[Data extracted from a collection]
══════════════════════════════
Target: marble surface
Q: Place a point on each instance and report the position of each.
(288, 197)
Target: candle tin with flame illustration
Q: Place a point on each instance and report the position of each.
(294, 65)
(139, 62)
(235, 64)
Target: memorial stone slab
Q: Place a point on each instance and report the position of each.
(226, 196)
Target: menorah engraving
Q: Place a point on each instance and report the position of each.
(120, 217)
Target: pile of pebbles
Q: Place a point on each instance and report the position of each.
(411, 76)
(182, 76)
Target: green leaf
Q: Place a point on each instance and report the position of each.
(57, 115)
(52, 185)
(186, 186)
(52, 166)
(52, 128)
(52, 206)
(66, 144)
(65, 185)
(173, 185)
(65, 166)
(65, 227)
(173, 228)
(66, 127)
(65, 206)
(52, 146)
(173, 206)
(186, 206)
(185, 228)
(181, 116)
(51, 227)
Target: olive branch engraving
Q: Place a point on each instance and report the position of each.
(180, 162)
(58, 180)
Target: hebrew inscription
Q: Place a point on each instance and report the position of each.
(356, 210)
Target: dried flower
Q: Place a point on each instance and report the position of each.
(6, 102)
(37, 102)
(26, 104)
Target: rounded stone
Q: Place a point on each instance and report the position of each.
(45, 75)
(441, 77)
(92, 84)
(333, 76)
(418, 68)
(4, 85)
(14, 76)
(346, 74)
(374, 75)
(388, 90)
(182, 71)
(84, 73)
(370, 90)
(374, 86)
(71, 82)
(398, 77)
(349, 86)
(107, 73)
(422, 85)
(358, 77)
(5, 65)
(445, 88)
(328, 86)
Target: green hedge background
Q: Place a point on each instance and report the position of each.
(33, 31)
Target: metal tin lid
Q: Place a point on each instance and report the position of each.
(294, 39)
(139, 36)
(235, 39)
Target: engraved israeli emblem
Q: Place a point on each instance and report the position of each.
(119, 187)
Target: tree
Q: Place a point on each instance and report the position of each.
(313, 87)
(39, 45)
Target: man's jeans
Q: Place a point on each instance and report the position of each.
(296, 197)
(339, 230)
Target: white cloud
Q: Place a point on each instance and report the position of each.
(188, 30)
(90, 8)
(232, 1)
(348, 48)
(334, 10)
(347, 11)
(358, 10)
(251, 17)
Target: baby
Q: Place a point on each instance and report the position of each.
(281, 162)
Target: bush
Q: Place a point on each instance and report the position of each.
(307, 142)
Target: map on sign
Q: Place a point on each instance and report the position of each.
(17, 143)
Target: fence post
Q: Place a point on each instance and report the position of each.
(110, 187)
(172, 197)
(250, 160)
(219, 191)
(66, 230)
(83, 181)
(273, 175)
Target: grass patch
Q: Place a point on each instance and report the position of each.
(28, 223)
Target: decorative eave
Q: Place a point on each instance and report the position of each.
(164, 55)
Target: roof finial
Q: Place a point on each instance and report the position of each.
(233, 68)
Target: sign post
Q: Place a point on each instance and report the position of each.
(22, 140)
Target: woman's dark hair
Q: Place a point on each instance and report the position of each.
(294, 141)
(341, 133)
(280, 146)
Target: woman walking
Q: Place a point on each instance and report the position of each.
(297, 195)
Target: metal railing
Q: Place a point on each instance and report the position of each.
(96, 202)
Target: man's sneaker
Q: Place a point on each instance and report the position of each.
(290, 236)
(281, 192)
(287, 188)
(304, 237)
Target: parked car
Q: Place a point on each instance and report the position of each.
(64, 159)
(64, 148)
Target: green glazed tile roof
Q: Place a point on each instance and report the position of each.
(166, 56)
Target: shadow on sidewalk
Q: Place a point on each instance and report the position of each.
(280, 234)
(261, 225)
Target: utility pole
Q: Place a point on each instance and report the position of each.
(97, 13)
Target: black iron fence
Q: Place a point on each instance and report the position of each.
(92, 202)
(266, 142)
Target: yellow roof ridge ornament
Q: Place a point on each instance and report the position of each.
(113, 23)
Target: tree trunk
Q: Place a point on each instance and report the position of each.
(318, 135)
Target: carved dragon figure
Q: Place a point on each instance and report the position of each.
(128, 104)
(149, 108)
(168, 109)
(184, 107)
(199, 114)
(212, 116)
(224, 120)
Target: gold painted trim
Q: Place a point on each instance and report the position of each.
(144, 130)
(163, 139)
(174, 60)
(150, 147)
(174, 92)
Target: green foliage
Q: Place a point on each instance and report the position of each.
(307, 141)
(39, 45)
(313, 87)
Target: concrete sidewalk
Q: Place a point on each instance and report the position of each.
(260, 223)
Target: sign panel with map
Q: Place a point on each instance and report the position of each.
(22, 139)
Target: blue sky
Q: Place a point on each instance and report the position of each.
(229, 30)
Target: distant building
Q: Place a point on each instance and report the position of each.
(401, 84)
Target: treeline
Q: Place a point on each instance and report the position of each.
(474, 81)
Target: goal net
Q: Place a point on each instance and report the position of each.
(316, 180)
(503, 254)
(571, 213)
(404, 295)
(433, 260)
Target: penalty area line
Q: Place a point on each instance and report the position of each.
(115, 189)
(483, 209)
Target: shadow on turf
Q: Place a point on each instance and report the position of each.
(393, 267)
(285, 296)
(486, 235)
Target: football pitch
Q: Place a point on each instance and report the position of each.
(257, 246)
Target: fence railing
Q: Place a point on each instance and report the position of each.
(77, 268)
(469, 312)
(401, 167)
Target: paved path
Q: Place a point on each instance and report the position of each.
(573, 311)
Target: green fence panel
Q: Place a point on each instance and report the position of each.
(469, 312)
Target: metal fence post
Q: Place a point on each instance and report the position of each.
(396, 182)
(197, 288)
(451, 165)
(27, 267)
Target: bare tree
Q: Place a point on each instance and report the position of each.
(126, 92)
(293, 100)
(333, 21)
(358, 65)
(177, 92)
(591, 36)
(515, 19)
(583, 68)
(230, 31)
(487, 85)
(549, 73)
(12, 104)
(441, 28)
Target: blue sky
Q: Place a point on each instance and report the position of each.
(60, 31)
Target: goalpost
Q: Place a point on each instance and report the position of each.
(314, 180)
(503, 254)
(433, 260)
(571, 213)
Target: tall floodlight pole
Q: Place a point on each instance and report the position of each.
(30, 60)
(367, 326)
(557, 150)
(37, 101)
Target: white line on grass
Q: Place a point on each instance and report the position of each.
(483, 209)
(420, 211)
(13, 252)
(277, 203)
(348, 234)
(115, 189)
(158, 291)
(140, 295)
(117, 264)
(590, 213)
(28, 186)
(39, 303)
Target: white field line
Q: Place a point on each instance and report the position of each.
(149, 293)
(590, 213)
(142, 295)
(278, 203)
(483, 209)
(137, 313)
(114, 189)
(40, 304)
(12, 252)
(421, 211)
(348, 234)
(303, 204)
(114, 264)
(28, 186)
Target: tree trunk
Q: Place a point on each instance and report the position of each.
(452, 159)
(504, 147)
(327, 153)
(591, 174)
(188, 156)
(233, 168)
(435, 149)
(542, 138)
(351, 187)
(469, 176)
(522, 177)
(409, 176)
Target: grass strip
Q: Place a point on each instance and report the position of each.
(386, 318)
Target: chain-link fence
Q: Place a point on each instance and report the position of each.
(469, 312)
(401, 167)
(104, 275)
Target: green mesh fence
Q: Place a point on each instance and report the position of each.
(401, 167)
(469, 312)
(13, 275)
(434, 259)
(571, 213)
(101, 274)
══════════════════════════════
# [Task item]
An identical copy of the entries above is the expected result.

# [Answer for the task]
Target: marble surface
Q: Place a point on each instance and report the position of each.
(288, 197)
Target: candle tin with flame illustration
Q: Place a point on each instance and report the position of each.
(294, 65)
(139, 62)
(235, 64)
Target: memorial stone slab
Q: Place a point on each instance and report the position of each.
(226, 196)
Target: menorah engraving
Q: Place a point on each instance and report the position of each.
(120, 217)
Target: pile of pebbles
Q: Place a point on each instance and report the position of each.
(411, 76)
(182, 76)
Target: green leaf
Q: Place a point on each instance and report the position of each.
(57, 115)
(52, 185)
(186, 186)
(52, 166)
(52, 128)
(52, 206)
(66, 144)
(65, 185)
(173, 185)
(65, 166)
(65, 227)
(173, 228)
(66, 127)
(65, 206)
(52, 146)
(173, 206)
(186, 206)
(185, 228)
(181, 116)
(51, 227)
Target: olive branch engraving
Q: Place a point on each instance and report the position of each.
(180, 162)
(58, 180)
Target: hebrew inscription
Q: Place a point on each instance and report the position of each.
(356, 210)
Target: dried flower
Q: Place a point on each instance and report the position of each.
(6, 102)
(37, 102)
(26, 104)
Target: rounded stone
Q: Place a point on each instance and report the position of each.
(45, 75)
(441, 77)
(92, 84)
(333, 76)
(418, 68)
(4, 85)
(14, 76)
(346, 74)
(374, 75)
(388, 90)
(182, 71)
(84, 73)
(370, 90)
(374, 86)
(71, 82)
(398, 77)
(349, 86)
(107, 73)
(422, 85)
(358, 77)
(5, 65)
(445, 88)
(328, 86)
Target: green hedge background
Q: Place a point on each instance and report the position of each.
(33, 31)
Target: metal tin lid
Q: Place a point on each instance and report the position of each.
(294, 39)
(139, 36)
(235, 39)
Target: engraved israeli emblem
Q: Place a point on each instance and report the position of each.
(119, 187)
Target: tree
Q: Place a point on each instance and report the position of each.
(313, 87)
(39, 45)
Target: man's jeans
Q: Place a point on each instance and report the position of each.
(296, 197)
(339, 230)
Target: white cloud
Q: Place a point on each instance and report the position of each.
(188, 30)
(90, 8)
(232, 1)
(348, 48)
(334, 10)
(347, 11)
(358, 10)
(251, 17)
Target: baby
Q: Place a point on each instance and report the position of each.
(281, 162)
Target: bush
Q: Place a point on each instance and report the position of each.
(307, 142)
Target: map on sign
Q: Place a point on each instance and report the position of each.
(17, 143)
Target: fence post
Q: Place a point on each instance and report the position of each.
(110, 187)
(172, 197)
(250, 160)
(219, 191)
(66, 230)
(83, 181)
(273, 175)
Target: grass patch
Q: Place a point on each instance and report the position of each.
(28, 223)
Target: decorative eave
Q: Place a point on each instance and report the position of each.
(164, 55)
Target: roof finial
Q: Place a point on each instance and report the position of each.
(233, 68)
Target: sign post
Q: Place a point on each instance and report the position of each.
(22, 140)
Target: woman's dark hair
Q: Place a point on each instance and report the position of each.
(294, 141)
(341, 133)
(280, 146)
Target: woman walking
Q: Place a point on each instance and report the position of each.
(297, 195)
Target: metal railing
Q: Place a point on each instance and report the position of each.
(96, 202)
Target: man's sneaker
Q: Place a point on each instance and report the position of each.
(290, 236)
(281, 192)
(287, 188)
(304, 237)
Target: parked car
Q: Place a point on each instance and report the position of each.
(64, 159)
(64, 148)
Target: green glazed tile roof
Q: Place a point on each instance and report the position of each.
(166, 56)
Target: shadow on sidewalk
Q: Place a point on each instance and report the position of each.
(280, 234)
(261, 225)
Target: utility pole
Q: Place a point on each instance and report the position of each.
(97, 13)
Target: black iron fence
Q: Place a point on each instance and report the position of each.
(92, 202)
(266, 142)
Target: yellow roof ridge ornament
Q: Place a point on each instance and report the position of each.
(113, 23)
Target: tree trunk
Q: Place a point on each instance and report the position of each.
(318, 135)
Target: carved dragon figure
Q: Place a point on each instance and report the position of each.
(128, 104)
(149, 108)
(168, 109)
(184, 107)
(199, 114)
(212, 116)
(224, 120)
Target: gold painted trim
Q: Place a point on each instance and report the position of each.
(144, 130)
(163, 139)
(174, 60)
(150, 147)
(174, 92)
Target: green foliage
Q: Place a point on each instance and report the position of each.
(307, 141)
(39, 45)
(313, 87)
Target: concrete sidewalk
Q: Place a point on each instance and report the position of each.
(260, 223)
Target: sign panel with map
Q: Place a point on each instance and report the position of each.
(22, 139)
Target: blue sky
Q: Place a point on each instance and report the position of each.
(229, 30)
Target: distant building
Q: Place a point on each instance and report the position of each.
(401, 84)
Target: treeline
Q: Place a point on each instance and report the position of each.
(474, 81)
Target: goal net
Q: Place a point on each instance and report the position of each.
(316, 180)
(503, 254)
(571, 213)
(404, 295)
(433, 260)
Target: penalty area line
Q: Place a point on each instance and report the position of each.
(115, 189)
(483, 209)
Target: shadow on turf
Q: Place a point on each instance and report the position of each.
(393, 267)
(285, 296)
(486, 235)
Target: football pitch
Q: Place a point on each instance and report the position of each.
(257, 246)
Target: fence railing
Q: Place a point on each instance and report the position of each.
(77, 268)
(469, 312)
(401, 167)
Target: paved path
Q: Place a point on each instance and report the position of each.
(573, 311)
Target: green fence panel
Q: Place a point on each instance and report the position of each.
(469, 312)
Target: metal fence post
Q: Place a point on each instance and report the position of each.
(396, 182)
(197, 288)
(451, 165)
(27, 267)
Target: bare tree
Q: Place a point on each instance and report the position of each.
(126, 92)
(293, 100)
(333, 21)
(358, 65)
(177, 92)
(591, 36)
(515, 19)
(583, 68)
(230, 31)
(487, 85)
(549, 73)
(12, 104)
(441, 28)
Target: blue sky
Q: Place a point on each instance and report the position of each.
(60, 31)
Target: goalpost
Q: Place a point on each instance and report the position of each.
(314, 180)
(503, 254)
(433, 260)
(571, 213)
Target: tall floodlight pole
Q: Place a point on each instance and report the position of each.
(30, 60)
(367, 326)
(557, 150)
(37, 101)
Target: white line on grass
Q: Place a point on each instance and report the position of each.
(483, 209)
(420, 211)
(13, 252)
(277, 203)
(348, 234)
(115, 189)
(158, 291)
(140, 295)
(117, 264)
(590, 213)
(28, 186)
(39, 303)
Target: white field line
Q: Place a point on each instance and report the position of each.
(149, 293)
(590, 213)
(142, 295)
(278, 203)
(483, 209)
(137, 313)
(114, 189)
(40, 304)
(12, 252)
(421, 211)
(348, 234)
(303, 204)
(114, 264)
(28, 186)
Target: tree trunk
Q: Place a point on each instance and report the position of each.
(452, 159)
(504, 147)
(327, 153)
(591, 174)
(188, 156)
(233, 168)
(435, 149)
(542, 138)
(351, 187)
(469, 176)
(522, 177)
(409, 176)
Target: grass strip
Q: Place a point on each instance and report the position of each.
(386, 318)
Target: chain-link fence
Q: Place a point on each instance and report the position of each.
(469, 312)
(401, 167)
(104, 275)
Target: green mesh fence
Q: Place a point on each instance and report the position of each.
(401, 167)
(469, 312)
(13, 275)
(434, 259)
(571, 213)
(101, 274)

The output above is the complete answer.